> _Activities_
a: In the article on the James Dixon case, what sentence did Judge Robert Stolz offer Dixon in exchange for a guilty plea?
b: Pick up the article on the James Dixon case after its last sentence and keep writing.

> _Document segment_
****************
The state is seeking a sentence of 17 years, but Judge Robert Stolz offered 12 if Dixon would plead guilty. After Dixon's attorney made it clear that the plea bargain would not be accepted, Stolz reiterated the strength of the prosecution's case against Dixon, reminding him that should he be found guilty, the sentence will likely be closer to the 25-year maximum. The trial has been scheduled to begin on March 30, 2016, though it isn't clear whether Judge Stolz will transfer the case to another judge due to scheduling concerns (he'll be out of New York City in mid-April, giving the prosecution just two weeks to make their case).
A transgender activist named Jennifer Lopez organized a rally outside the court on Thursday morning. She planned for more than one hundred people to gather—but when I arrived at the courthouse, she was seated alone, cell phone in hand. This isn't the first rally she's organized to raise community awareness around violent crimes against trans women, but it can be hard to translate online supporters of transgender justice into real action. The hundred she hoped for did not show up, but it wasn't long before several other activists joined her, appearing one by one from the anonymous stream of New York foot traffic. "If we show solidarity with Islan Nettles, then they're more apt to give a higher sentence to James Dixon," Lopez explained.
****************
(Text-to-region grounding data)
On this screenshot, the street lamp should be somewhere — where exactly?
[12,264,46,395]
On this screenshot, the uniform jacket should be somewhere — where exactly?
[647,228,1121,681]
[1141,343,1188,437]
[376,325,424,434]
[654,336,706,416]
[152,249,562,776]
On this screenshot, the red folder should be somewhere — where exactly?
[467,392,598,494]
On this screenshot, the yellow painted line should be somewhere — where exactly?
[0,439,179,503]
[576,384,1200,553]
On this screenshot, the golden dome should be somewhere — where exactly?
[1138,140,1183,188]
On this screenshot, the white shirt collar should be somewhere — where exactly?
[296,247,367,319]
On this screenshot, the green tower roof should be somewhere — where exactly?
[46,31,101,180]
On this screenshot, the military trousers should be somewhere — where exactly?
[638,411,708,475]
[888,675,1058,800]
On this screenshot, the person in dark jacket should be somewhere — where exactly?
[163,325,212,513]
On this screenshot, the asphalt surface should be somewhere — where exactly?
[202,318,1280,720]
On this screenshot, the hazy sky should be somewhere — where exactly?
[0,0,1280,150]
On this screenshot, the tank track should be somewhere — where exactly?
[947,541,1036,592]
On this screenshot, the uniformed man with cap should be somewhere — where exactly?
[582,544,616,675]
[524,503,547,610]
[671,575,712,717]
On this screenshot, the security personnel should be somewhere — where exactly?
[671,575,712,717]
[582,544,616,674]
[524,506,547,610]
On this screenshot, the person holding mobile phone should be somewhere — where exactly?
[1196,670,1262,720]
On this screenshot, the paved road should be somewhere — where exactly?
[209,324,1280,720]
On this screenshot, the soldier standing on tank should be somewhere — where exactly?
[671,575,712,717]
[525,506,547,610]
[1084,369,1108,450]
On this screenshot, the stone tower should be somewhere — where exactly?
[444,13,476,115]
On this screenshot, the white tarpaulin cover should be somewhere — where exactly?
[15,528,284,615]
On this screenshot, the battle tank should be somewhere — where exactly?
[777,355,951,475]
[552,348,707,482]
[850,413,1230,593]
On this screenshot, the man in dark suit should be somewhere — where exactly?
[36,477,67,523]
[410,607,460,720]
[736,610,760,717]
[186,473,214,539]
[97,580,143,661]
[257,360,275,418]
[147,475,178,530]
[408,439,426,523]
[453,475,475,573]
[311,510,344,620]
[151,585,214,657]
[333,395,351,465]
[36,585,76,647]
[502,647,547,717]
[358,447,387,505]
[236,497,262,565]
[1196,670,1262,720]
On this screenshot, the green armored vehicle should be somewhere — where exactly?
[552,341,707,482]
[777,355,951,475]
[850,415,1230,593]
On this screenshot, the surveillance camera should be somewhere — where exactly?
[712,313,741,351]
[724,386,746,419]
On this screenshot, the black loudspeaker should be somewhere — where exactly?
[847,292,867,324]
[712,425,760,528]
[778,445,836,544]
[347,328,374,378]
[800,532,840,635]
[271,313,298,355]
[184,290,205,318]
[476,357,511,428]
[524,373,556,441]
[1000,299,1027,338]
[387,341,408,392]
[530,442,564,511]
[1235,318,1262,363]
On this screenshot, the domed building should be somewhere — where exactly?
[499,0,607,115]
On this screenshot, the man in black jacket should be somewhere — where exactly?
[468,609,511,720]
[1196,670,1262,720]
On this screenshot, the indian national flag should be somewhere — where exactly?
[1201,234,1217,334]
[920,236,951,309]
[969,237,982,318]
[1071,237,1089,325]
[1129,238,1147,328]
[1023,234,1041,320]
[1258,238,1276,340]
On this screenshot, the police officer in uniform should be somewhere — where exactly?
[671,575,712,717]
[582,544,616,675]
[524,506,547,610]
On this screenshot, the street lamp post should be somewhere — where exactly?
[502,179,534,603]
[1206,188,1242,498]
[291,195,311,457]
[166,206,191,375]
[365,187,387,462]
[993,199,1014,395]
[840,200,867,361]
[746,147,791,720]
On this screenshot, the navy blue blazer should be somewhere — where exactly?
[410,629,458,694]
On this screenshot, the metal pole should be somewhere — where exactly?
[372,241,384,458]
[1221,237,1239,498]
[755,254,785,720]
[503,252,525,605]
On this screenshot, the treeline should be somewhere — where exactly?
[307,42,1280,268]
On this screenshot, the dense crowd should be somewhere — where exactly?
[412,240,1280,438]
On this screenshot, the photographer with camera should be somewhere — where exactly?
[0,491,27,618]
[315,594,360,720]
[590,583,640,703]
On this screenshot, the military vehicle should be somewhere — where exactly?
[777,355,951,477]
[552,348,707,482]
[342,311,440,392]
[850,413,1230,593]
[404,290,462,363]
****************
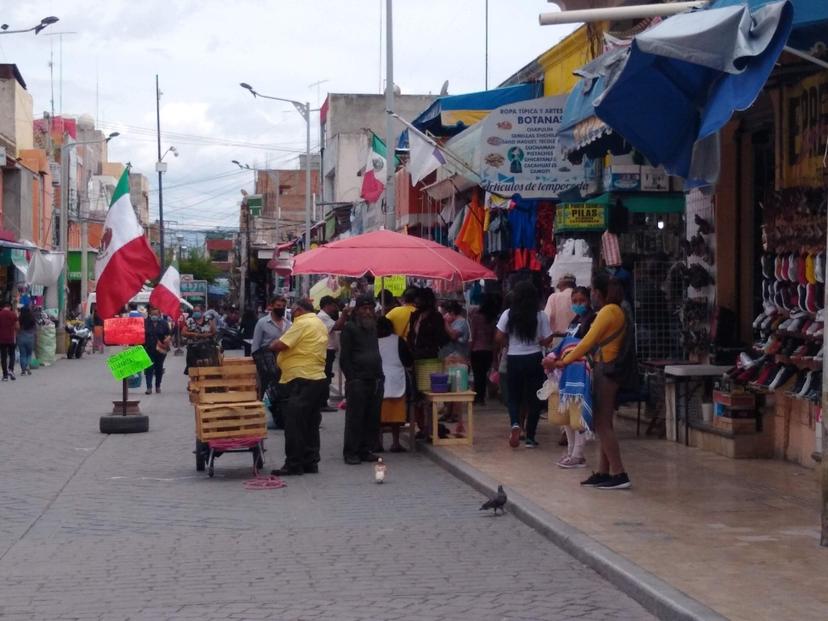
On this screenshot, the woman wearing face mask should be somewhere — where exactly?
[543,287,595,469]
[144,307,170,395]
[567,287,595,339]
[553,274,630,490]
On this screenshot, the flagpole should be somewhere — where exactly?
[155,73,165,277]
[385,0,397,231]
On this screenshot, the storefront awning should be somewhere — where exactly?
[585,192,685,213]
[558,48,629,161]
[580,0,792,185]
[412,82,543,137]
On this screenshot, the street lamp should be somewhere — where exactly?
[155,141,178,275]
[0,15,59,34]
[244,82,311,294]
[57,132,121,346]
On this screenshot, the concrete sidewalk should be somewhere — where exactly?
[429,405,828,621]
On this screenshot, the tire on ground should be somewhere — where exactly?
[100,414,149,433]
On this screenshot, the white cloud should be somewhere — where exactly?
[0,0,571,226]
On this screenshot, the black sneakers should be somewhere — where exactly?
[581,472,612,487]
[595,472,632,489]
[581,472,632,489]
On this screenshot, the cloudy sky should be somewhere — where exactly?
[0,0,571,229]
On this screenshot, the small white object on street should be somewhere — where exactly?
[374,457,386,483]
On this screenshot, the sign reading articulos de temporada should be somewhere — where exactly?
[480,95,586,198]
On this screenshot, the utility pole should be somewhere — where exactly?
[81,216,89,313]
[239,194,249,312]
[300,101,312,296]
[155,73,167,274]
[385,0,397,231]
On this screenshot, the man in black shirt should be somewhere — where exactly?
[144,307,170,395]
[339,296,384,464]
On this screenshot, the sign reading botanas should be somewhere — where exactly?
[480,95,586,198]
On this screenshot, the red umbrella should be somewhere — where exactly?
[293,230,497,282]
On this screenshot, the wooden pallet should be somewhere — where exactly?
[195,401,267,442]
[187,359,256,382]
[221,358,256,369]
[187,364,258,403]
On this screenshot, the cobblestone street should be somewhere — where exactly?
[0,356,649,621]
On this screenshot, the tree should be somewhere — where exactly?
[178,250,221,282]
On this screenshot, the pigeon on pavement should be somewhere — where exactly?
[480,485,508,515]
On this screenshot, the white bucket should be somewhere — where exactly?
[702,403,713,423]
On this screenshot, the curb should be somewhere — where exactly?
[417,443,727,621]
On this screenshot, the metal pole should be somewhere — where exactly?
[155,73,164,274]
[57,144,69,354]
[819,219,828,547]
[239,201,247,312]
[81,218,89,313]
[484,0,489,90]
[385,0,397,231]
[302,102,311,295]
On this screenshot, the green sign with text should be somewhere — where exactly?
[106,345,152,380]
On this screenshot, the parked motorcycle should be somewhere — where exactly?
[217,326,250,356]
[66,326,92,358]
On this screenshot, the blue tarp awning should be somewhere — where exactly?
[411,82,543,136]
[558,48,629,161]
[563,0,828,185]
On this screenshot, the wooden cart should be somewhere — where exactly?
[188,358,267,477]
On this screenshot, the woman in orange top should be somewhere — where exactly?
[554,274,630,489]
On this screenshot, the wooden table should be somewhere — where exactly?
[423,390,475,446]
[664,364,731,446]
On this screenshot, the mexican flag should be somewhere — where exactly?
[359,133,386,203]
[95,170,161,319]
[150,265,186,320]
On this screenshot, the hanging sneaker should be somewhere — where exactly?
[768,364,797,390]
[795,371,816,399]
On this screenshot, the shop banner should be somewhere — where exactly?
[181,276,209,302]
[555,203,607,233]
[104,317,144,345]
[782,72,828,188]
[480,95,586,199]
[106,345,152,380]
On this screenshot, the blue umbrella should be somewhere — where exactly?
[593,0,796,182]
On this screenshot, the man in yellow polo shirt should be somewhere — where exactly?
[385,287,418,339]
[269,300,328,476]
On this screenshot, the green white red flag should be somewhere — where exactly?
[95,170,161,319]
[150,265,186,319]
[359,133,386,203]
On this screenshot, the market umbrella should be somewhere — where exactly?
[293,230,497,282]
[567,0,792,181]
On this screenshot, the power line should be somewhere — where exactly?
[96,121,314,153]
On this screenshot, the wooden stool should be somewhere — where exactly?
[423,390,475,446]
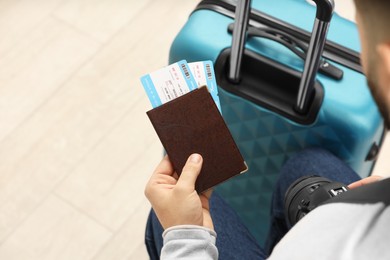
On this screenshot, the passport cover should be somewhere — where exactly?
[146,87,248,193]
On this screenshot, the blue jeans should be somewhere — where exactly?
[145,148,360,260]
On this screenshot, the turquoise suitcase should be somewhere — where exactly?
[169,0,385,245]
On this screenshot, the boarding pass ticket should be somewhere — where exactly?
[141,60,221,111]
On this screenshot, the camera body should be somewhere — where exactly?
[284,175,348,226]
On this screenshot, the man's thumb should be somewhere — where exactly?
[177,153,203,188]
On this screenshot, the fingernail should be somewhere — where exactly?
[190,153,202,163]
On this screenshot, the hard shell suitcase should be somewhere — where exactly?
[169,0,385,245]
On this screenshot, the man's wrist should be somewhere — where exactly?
****************
> _Responses to the exercise_
a: 12 years

b:
A trans woman named Victoria Cruz wore three pins on her chest. One for Islan Nettles, which was given to all those in attendance at the start of the court hearings one year ago; one for Marsha P. Johnson, whom Cruz calls the "Rosa Parks of our community"; and one for herself that reads: "I'm just me."
Placing her cane beside her, Cruz took a seat where Lopez had been and drank from a cup of hot coffee. She's been at the court for every hearing since Dixon was indicted last year. "The community should stand together and fight for rights and justice," she said. "Let's face it: A young life has been snuffed out. Well, actually, two young lives. The perpetrator has a family, too." Dixon's family did not attend the hearing on Thursday. "I feel for both families," Cruz said, "but our sister is no longer with us. We must be sure that justice prevails."
When asked if she's seen a lot of this sort of violence throughout her life, Cruz laughed at the absurdity of the question. "I'm a child of the 60s," she said. "I've been victimized in more than one way for being who I am." But rather than discourage her, the hardship has reinforced her commitment to her community. "We have to fight for our rights," she said.
One young trans masculine person named Loren struggled to pick just one reason why it was important for him to attend the rally; trans women have done so much for the movement. "I feel a lot of love and fear for my trans sisters," he said. Loren pointed out that the support that Hollywood has had for trans issues has not extended beyond pop culture. "People don't show up when it actually matters," he lamented, gesturing to the small group gathered outside the courthouse. That's one of the reasons he came today, despite knowing he'd have to leave for work before the hearing began. He wanted to show up, knowing many others might not. "The average age of trans women of color is 35," he said. Nettles didn't make it to 22.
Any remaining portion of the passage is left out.